● Record extracts:
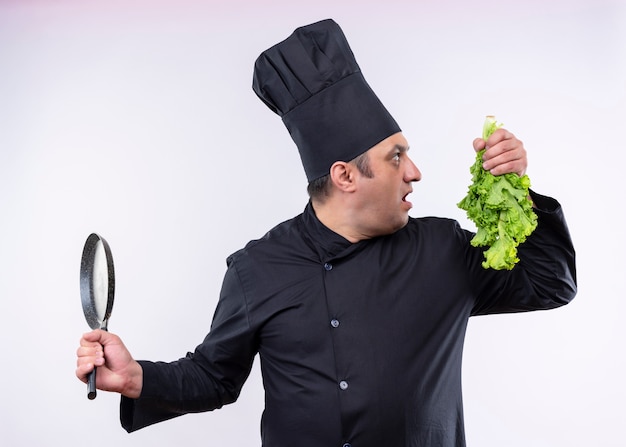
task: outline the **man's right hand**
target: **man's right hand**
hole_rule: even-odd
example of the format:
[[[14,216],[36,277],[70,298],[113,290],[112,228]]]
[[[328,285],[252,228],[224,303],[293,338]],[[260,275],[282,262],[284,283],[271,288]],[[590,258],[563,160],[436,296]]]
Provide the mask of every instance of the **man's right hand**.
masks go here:
[[[87,332],[76,351],[76,377],[87,383],[87,376],[98,368],[96,388],[136,399],[141,395],[143,369],[130,355],[122,340],[101,329]]]

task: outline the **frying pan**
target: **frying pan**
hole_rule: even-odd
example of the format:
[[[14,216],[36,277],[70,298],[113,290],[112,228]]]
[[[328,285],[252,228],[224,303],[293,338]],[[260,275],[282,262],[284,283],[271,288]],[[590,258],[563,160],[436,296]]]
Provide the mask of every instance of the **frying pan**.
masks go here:
[[[107,330],[115,295],[115,271],[109,244],[92,233],[87,237],[80,260],[80,300],[91,329]],[[96,398],[96,368],[87,380],[87,398]]]

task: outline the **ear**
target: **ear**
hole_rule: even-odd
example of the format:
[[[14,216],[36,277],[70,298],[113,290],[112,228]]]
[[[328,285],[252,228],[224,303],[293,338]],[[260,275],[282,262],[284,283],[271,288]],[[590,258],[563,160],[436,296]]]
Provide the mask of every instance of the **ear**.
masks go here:
[[[356,186],[355,166],[345,161],[336,161],[330,167],[330,179],[339,191],[352,192]]]

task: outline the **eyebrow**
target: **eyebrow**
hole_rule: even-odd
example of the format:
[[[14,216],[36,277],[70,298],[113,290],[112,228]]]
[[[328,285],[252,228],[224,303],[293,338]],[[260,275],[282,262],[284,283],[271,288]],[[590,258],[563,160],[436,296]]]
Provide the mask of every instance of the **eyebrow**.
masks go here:
[[[405,146],[404,144],[394,144],[393,147],[389,149],[388,153],[391,154],[395,151],[408,152],[409,149],[411,149],[410,146]]]

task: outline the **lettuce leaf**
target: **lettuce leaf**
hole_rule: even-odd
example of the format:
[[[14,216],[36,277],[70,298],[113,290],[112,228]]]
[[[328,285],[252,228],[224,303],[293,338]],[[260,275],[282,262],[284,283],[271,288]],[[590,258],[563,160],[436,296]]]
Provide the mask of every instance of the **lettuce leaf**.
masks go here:
[[[487,116],[483,139],[502,127],[493,116]],[[537,215],[528,198],[530,179],[509,173],[494,176],[483,169],[482,150],[470,168],[472,184],[457,206],[466,211],[476,224],[474,247],[489,247],[484,252],[484,268],[511,270],[519,261],[517,246],[537,228]]]

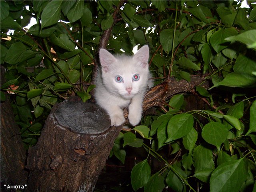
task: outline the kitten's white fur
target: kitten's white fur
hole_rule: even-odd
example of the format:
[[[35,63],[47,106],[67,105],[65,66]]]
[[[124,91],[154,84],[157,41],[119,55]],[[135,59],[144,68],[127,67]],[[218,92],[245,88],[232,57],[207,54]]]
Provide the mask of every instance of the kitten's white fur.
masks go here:
[[[96,102],[107,112],[111,126],[124,122],[123,109],[129,106],[129,121],[135,126],[140,122],[145,93],[152,84],[149,80],[148,46],[143,46],[133,56],[114,56],[104,49],[99,54],[102,68],[96,80]],[[138,80],[133,79],[135,75],[138,75]],[[121,77],[118,78],[117,76]]]

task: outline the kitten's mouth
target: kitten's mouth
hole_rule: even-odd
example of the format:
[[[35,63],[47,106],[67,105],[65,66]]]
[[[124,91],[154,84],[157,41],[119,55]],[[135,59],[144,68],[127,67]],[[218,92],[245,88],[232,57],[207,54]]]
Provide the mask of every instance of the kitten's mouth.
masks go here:
[[[135,94],[133,93],[126,93],[125,94],[122,94],[122,96],[126,99],[131,99],[135,95]]]

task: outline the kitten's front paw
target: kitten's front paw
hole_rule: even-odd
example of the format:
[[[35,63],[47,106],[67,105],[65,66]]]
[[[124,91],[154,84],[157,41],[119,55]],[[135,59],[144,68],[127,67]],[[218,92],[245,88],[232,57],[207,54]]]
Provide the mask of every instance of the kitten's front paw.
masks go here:
[[[115,126],[117,127],[122,125],[125,121],[124,116],[120,115],[114,115],[110,118],[111,120],[111,126]]]
[[[141,114],[138,113],[129,112],[128,118],[130,123],[133,126],[136,126],[140,122]]]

● Aim: Transcribe the material as is, with images omitted.

● Result of the exercise:
task: outline the **man's right hand**
target: **man's right hand**
hole_rule: even-odd
example of the format:
[[[14,216],[36,277],[70,298],[113,290],[112,228]]]
[[[328,285],[252,228],[224,303],[293,338]],[[260,275],[282,262],[284,283],[271,288]],[[590,258],[563,160],[436,296]]]
Provide the mask of every instance of the **man's right hand**.
masks go here:
[[[87,332],[76,351],[76,377],[87,383],[87,376],[98,368],[96,388],[136,399],[141,395],[143,369],[130,355],[122,340],[101,329]]]

task: outline the **frying pan**
target: **frying pan**
hole_rule: even-odd
example of the format:
[[[14,216],[36,277],[70,298],[113,290],[112,228]]]
[[[328,285],[252,228],[224,303],[293,338]],[[260,275],[282,262],[284,283],[271,288]],[[590,258],[563,160],[436,296]]]
Provide the mask of every instance of the **frying pan**.
masks go here:
[[[107,330],[115,295],[115,271],[109,244],[92,233],[87,237],[80,260],[80,300],[91,329]],[[96,398],[96,368],[87,380],[87,398]]]

task: outline the **ear**
target: **ear**
hole_rule: even-odd
example of the format:
[[[14,216],[36,277],[70,298],[113,290],[112,228]]]
[[[328,285],[252,228],[224,303],[293,338]],[[260,275],[282,262],[284,283],[271,288]],[[590,258],[563,160],[436,296]]]
Provide the mask of every instance of the **ear**.
masks go here:
[[[356,186],[355,166],[345,161],[336,161],[330,167],[330,179],[339,191],[352,192]]]

task: outline the **eyebrow**
target: **eyebrow**
hole_rule: even-odd
example of the format:
[[[14,216],[36,277],[70,298],[113,290],[112,228]]]
[[[328,285],[252,228],[224,303],[293,338]],[[260,275],[282,262],[284,283],[271,288]],[[590,258],[563,160],[436,296]]]
Provide the mask of every instance of the **eyebrow**.
masks go here:
[[[405,146],[404,144],[394,144],[393,147],[389,149],[388,153],[391,154],[395,151],[408,152],[409,149],[411,149],[410,146]]]

task: outline the **lettuce leaf**
target: **lettuce leaf**
hole_rule: even-odd
example of the format:
[[[14,216],[36,277],[70,298],[113,290],[112,228]]]
[[[328,285],[252,228],[224,303],[293,338]],[[260,275],[282,262],[284,283],[271,288]],[[590,258],[563,160],[436,296]]]
Provide the mask of every instance of the **lettuce leaf**.
masks go here:
[[[487,116],[483,139],[502,127],[493,116]],[[537,215],[528,198],[530,179],[509,173],[494,176],[483,169],[482,150],[470,168],[472,184],[457,206],[466,211],[476,224],[474,247],[489,247],[484,252],[484,268],[511,270],[519,261],[517,246],[537,228]]]

task: outline the kitten's white fur
target: kitten's white fur
hole_rule: even-odd
example of the format:
[[[35,63],[47,106],[67,105],[65,66]]]
[[[124,91],[154,84],[157,41],[119,55]],[[135,59],[144,68],[127,67]],[[218,92],[245,88],[232,57],[207,54]]]
Provide the mask of every instance of the kitten's white fur.
masks go here:
[[[96,102],[107,112],[111,126],[124,122],[123,109],[129,106],[129,121],[135,126],[140,122],[145,93],[152,84],[149,80],[148,46],[143,46],[133,56],[114,56],[104,49],[99,54],[102,68],[96,80]],[[138,80],[133,79],[135,75],[138,75]],[[121,77],[118,78],[117,76]]]

task: outline the kitten's mouth
target: kitten's mouth
hole_rule: even-odd
example of the format:
[[[35,63],[47,106],[67,105],[65,66]]]
[[[124,91],[154,84],[157,41],[119,55]],[[135,59],[144,68],[127,67]],[[218,92],[245,88],[232,57],[207,54]]]
Provide the mask of every instance of the kitten's mouth.
masks go here:
[[[135,94],[133,93],[126,93],[125,94],[122,94],[122,96],[126,99],[131,99],[135,95]]]

task: outline the kitten's front paw
target: kitten's front paw
hole_rule: even-odd
example of the format:
[[[35,63],[47,106],[67,105],[65,66]]]
[[[124,91],[154,84],[157,41],[119,55]],[[135,59],[144,68],[127,67]],[[218,92],[245,88],[232,57],[207,54]]]
Provide the mask of every instance of the kitten's front paw.
masks go here:
[[[115,126],[117,127],[122,125],[125,121],[124,116],[120,115],[114,115],[110,118],[111,120],[111,126]]]
[[[141,114],[138,113],[129,112],[128,118],[130,123],[133,126],[136,126],[140,122]]]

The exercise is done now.